| Goal of the exercise |
Locate the line with "the dog's hind" in the material. Copy that line and each one after it, through the last, exactly and with nothing else.
----------------
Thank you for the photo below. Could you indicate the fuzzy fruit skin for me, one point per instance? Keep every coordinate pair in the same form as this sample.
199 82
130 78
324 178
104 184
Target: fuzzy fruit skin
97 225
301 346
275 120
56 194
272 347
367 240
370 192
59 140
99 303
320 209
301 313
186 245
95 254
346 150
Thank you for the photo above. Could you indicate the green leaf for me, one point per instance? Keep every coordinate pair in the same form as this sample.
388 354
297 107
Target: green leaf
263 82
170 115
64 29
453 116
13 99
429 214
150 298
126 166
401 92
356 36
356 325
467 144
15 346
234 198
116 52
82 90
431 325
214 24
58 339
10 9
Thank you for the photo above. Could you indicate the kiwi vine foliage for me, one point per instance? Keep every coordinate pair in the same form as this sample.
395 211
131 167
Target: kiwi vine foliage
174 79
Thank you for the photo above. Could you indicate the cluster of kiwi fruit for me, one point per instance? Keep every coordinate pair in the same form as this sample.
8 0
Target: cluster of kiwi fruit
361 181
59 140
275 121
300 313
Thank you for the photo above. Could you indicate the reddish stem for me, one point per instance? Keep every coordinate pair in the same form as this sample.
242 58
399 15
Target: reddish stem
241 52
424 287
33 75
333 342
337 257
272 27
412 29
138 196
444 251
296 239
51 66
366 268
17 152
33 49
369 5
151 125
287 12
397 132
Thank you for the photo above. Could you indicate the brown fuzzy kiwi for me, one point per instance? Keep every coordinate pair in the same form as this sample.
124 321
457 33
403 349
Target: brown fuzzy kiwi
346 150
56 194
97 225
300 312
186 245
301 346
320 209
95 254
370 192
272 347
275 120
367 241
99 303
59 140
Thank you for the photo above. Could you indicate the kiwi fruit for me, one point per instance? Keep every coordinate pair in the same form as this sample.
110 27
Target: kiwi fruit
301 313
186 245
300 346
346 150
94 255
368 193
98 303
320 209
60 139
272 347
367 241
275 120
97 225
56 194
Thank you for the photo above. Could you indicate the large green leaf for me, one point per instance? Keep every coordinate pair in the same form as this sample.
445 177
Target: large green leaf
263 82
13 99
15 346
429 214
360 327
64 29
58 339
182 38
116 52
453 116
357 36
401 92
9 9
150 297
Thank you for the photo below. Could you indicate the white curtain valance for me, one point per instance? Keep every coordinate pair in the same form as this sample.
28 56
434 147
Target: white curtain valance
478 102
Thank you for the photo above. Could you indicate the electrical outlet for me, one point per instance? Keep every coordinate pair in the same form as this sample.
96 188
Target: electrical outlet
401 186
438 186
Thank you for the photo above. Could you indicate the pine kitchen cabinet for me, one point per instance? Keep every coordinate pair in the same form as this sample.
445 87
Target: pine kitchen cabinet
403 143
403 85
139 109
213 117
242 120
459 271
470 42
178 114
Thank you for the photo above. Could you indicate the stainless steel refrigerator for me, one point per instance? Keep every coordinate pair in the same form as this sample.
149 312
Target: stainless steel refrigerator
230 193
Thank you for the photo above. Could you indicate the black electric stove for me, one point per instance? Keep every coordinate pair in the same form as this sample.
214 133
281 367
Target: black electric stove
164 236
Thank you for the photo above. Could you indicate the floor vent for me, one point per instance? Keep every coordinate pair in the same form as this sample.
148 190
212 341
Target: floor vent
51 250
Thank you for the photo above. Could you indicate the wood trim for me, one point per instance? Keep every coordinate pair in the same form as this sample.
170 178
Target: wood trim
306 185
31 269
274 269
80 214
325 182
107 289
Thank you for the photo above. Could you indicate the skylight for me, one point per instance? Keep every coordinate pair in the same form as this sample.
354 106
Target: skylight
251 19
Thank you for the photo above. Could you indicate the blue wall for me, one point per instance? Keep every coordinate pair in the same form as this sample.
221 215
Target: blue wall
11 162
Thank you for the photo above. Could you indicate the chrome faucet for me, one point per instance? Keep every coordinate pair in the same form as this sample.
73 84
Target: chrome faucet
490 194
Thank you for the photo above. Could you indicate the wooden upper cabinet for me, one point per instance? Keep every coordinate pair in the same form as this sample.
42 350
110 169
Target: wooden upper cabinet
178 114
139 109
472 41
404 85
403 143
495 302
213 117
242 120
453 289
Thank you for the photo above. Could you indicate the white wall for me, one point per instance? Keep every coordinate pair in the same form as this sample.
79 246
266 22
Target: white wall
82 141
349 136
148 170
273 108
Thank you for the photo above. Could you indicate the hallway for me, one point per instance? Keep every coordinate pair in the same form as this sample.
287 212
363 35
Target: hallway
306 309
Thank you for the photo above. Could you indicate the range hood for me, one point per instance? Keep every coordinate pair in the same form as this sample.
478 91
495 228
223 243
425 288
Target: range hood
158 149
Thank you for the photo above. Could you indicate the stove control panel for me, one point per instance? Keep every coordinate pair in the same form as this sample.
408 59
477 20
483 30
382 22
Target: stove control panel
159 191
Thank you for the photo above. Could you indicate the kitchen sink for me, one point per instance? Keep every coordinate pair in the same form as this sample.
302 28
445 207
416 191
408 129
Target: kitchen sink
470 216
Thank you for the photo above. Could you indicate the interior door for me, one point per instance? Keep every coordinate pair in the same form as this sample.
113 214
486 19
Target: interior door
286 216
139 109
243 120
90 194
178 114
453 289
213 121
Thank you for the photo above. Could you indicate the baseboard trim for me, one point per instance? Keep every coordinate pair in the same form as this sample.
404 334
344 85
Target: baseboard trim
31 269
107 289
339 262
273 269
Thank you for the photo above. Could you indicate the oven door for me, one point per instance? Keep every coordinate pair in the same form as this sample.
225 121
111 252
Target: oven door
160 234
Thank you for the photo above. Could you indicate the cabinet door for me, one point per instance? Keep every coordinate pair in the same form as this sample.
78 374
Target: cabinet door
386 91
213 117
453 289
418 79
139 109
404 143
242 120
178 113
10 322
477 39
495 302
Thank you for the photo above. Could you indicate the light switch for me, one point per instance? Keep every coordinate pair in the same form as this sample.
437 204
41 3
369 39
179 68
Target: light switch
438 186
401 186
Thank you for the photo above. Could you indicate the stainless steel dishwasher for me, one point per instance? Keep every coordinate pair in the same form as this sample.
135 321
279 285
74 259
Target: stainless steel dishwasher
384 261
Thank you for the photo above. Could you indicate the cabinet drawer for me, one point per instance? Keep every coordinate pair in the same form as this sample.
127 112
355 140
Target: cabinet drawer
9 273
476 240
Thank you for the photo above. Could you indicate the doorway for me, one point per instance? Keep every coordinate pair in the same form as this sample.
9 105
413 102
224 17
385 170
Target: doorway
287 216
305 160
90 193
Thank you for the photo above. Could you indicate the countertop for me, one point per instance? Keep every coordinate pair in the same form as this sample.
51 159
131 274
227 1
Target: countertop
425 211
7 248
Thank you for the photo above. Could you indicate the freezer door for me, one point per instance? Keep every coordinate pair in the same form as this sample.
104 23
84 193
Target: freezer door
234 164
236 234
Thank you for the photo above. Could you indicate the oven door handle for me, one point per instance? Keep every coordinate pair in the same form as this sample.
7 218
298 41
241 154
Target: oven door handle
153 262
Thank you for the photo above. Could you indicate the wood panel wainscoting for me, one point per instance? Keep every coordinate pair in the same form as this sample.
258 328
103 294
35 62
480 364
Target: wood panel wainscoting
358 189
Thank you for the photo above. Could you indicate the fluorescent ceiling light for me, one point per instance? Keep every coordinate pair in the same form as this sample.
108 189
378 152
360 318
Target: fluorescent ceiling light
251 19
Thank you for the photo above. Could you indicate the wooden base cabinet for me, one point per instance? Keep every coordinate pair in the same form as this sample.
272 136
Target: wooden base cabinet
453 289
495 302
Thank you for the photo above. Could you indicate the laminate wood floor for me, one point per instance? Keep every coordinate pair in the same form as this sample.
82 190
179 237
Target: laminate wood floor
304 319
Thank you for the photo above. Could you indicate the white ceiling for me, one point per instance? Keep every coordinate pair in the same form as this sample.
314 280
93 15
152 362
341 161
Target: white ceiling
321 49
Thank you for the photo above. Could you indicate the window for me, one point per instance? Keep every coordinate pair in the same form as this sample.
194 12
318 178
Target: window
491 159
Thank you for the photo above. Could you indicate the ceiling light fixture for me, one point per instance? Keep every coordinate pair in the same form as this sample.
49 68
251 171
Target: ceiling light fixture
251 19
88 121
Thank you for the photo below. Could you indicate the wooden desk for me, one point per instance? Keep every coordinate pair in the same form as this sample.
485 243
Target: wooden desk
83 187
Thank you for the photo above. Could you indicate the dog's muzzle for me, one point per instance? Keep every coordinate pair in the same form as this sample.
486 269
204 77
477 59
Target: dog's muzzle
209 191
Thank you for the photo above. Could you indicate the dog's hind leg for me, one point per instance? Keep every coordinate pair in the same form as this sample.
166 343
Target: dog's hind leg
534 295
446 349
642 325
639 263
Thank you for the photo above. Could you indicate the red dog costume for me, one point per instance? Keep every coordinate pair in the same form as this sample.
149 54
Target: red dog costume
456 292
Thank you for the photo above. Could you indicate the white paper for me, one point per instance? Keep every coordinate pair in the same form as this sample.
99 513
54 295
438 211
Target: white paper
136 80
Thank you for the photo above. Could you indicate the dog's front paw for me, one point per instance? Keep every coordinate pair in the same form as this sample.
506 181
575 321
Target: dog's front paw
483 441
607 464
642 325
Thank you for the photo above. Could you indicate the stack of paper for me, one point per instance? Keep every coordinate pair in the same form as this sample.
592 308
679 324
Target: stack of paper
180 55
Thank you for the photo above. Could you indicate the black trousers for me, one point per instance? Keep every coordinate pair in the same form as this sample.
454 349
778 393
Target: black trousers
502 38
----------------
| Task response |
Thank you for the photo above. Could you indicate the dog's hind leg for me, one point per instance? Keep every coordinate pair in the same form as this sample.
166 343
Target: dog's hind leg
534 295
446 349
642 325
639 263
Thank you for the photo above. Could you indicate the red dog costume for me, one point per instance? Keep every coordinate pair in the same form as this sample.
149 54
Target: red dog costume
456 292
Thank you for the photo above. Could you indicate the white paper for me, one point per instance? Keep every coordinate pair in the same form as this sample.
99 513
54 295
438 211
Target: white paper
136 80
Thank you for the photo above. Could you indicate the dog's front paw for me, one point per instance? Keep every coordinate pair in the same form as this sample.
506 181
575 321
Target: dog's front paw
483 441
607 464
642 325
Thank you for the photo above. Could you indicate the stack of paper for me, one point per instance? Keep every coordinate pair in the same form as this sample.
592 308
679 324
Target: stack of paper
180 55
Thank you for the photo above. Could you indicate the black trousers for me, one point per instance? Keep every coordinate pair in the same form as this sample.
454 349
778 393
Target: black trousers
502 38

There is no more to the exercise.